### Dataset records

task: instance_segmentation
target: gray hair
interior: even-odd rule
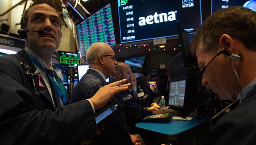
[[[216,53],[219,39],[226,34],[256,51],[256,13],[241,6],[220,10],[209,16],[193,38],[192,52],[201,50]]]
[[[105,53],[107,52],[106,48],[107,47],[111,48],[109,44],[103,42],[95,42],[91,44],[86,53],[86,60],[88,64],[89,65],[96,64],[100,54],[106,54]]]

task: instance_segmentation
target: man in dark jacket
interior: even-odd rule
[[[94,109],[128,88],[114,83],[90,99],[66,105],[68,97],[50,62],[60,24],[53,1],[35,1],[24,12],[22,28],[45,34],[23,31],[25,49],[0,57],[0,145],[73,145],[94,136]]]
[[[134,97],[137,104],[142,107],[151,107],[158,109],[160,96],[158,92],[150,88],[149,83],[142,79],[137,81],[135,74],[131,73],[131,86],[129,91]]]
[[[101,87],[107,84],[106,79],[116,73],[117,62],[114,51],[107,44],[97,42],[92,44],[87,52],[86,59],[89,69],[76,85],[72,103],[90,98]],[[113,98],[103,108],[114,102],[117,101]],[[94,142],[100,145],[132,145],[125,120],[125,115],[122,111],[110,117],[104,123],[105,129]],[[133,135],[132,137],[137,140]],[[136,142],[139,142],[139,140],[134,141],[134,143]]]
[[[119,62],[117,65],[117,72],[111,82],[126,79],[131,79],[132,70],[130,66],[124,62]],[[137,133],[135,128],[136,123],[143,118],[153,114],[162,114],[168,112],[167,110],[163,109],[153,109],[150,111],[144,109],[138,105],[134,97],[131,92],[126,90],[115,94],[113,97],[124,106],[124,112],[127,117],[126,122],[130,131]]]
[[[203,145],[256,142],[255,34],[256,12],[237,6],[208,17],[194,36],[192,50],[202,69],[203,84],[238,105],[221,118],[214,117],[219,121]]]

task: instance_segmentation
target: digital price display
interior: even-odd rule
[[[256,10],[256,0],[211,0],[211,14],[217,11],[231,6],[240,6]]]
[[[175,22],[194,34],[202,23],[200,0],[118,0],[121,43],[178,36]]]
[[[77,26],[81,56],[86,55],[89,47],[97,42],[116,45],[111,8],[109,4]]]
[[[68,64],[69,66],[74,66],[79,64],[79,57],[77,53],[58,51],[60,54],[60,63]]]

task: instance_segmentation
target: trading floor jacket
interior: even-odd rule
[[[36,69],[27,55],[24,59],[26,53],[0,57],[0,145],[72,145],[95,135],[90,102],[55,108],[48,89],[39,86],[38,76],[27,75],[20,64]],[[37,91],[46,92],[35,94],[33,79]]]
[[[71,102],[74,103],[90,98],[101,87],[106,84],[105,80],[98,72],[89,69],[75,86]],[[117,101],[115,98],[111,98],[102,109],[113,102]],[[95,114],[101,110],[96,110]],[[104,123],[105,128],[102,133],[91,144],[132,145],[128,127],[125,124],[125,115],[123,111],[109,116]]]

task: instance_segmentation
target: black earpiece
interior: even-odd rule
[[[233,59],[241,59],[241,58],[242,57],[242,54],[239,54],[239,55],[238,55],[233,53],[231,53],[228,50],[228,48],[229,48],[229,47],[222,50],[218,52],[219,54],[221,54],[223,53],[224,54],[229,56],[230,58],[232,57],[232,58]]]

######

State how many lines of the records contain the string "target", with case counting. Reply with the number alone.

### Solution to this exercise
5